**Text**
· · · · · · ·

We were listening, but only to individuals. We were not seeking feedback in how these isolated decisions were affecting our organization as a whole. We have always had weekly meetings with our constituents, and these individual situations would be brought up, one by one. We found ourselves defending our decisions, and having to explain choices we made to maintain the integrity of our leadership.
As a non-profit, you set up rules, by-laws, and contracts to try to create documentation that will foster stability and veracity amongst populations that do not receive the same treatment outside the institution. There is no class, education, nor experience that can prepare any organization for the diverse and intricate challenges they are faced when working in such vulnerable communities.
That being said, we have learned that there were protocols and systems we can put in place that will prepare us as an organization to respond to these multifaceted crises instead of proceeding in such a reactive manner. We realized there are ways to provide empathetic, individual support while still acting in a just way that does not inhibit but actually fosters the growth of Creamos and our constituents.
After countless discussions it became clear that we needed to shift the tone of these conversations. Instead of defending ourselves, we began to engage and dig deeper into the concerns, questions, and criticisms of our constituents. We utilized our weekly meetings to work with the women of the program to compromise, create rules, and procedures until we finalized a group contract all women felt comfortable with.

· · · · · · ·

**Directions for this task**
Continue the Creamos text from its last sentence, about the group contract the women felt comfortable with. The lines after this are separate material, not part of the Creamos text.

· · · · · · ·

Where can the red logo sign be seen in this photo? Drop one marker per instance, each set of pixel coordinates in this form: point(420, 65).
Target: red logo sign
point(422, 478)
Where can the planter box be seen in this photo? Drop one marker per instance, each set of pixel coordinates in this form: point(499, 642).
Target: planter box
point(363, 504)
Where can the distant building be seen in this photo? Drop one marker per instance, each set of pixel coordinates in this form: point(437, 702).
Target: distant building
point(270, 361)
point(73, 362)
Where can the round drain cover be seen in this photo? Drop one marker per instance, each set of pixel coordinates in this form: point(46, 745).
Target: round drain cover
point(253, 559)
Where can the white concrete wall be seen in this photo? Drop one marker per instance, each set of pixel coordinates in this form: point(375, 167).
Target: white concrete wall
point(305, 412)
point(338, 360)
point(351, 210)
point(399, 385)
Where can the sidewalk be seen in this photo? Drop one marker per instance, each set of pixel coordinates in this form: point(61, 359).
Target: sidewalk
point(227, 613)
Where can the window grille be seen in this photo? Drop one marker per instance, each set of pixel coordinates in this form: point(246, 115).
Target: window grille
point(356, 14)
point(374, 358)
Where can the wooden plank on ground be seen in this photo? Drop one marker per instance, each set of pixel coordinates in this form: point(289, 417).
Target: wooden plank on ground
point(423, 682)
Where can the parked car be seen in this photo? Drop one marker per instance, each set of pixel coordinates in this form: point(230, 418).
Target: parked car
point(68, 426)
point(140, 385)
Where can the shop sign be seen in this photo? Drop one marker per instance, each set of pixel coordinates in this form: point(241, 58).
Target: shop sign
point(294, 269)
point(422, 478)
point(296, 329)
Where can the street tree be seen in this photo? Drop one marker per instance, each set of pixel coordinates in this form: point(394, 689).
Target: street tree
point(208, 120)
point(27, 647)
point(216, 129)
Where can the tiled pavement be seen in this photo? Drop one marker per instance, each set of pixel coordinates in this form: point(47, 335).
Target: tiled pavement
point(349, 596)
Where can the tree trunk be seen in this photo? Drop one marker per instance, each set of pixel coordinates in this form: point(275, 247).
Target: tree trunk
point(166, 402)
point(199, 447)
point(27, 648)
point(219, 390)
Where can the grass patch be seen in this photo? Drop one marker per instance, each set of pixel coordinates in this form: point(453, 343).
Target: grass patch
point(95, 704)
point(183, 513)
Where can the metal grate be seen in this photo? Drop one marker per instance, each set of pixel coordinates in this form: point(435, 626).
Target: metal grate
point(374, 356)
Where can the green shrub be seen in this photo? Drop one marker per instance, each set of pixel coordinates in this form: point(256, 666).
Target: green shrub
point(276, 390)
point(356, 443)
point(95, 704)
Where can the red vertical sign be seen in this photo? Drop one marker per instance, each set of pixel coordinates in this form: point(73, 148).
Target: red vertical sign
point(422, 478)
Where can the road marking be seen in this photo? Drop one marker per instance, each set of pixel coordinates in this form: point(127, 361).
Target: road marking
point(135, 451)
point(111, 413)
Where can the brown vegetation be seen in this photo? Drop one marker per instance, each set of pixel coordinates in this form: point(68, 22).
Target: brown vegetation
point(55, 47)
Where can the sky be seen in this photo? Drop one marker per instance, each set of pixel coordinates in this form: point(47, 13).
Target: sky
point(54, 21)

· · · · · · ·

**Written response**
As a staff, we utilized their feedback to create internal systems to respond to the anticipated challenges and crises face. When creating these boundaries and procedures, we have tried our best to be as delicate and vigilant as are the situations we are dealing with.
We designed an emergency response for when landslides occur in the dump, which is a common occurrence here in the community, and often leaves our families with lost loved ones. We are committed to having phones available, providing copies and prints while also providing a safe place to process the trauma. These were all needs that were identified by our participants.
We have implemented a crisis loan program to provide financial support to women who are undergoing any level of emergency. Each loan is provided based on an analysis of need by our emotional support program, the viability of our financial means to provide the loan, as well as ultimate approval from our executive director. This was a way to streamline the process of managing these extreme emergencies while avoiding our women being subjected to high interest rates from loan sharks in the community. This was an identified need from our constituent feedback.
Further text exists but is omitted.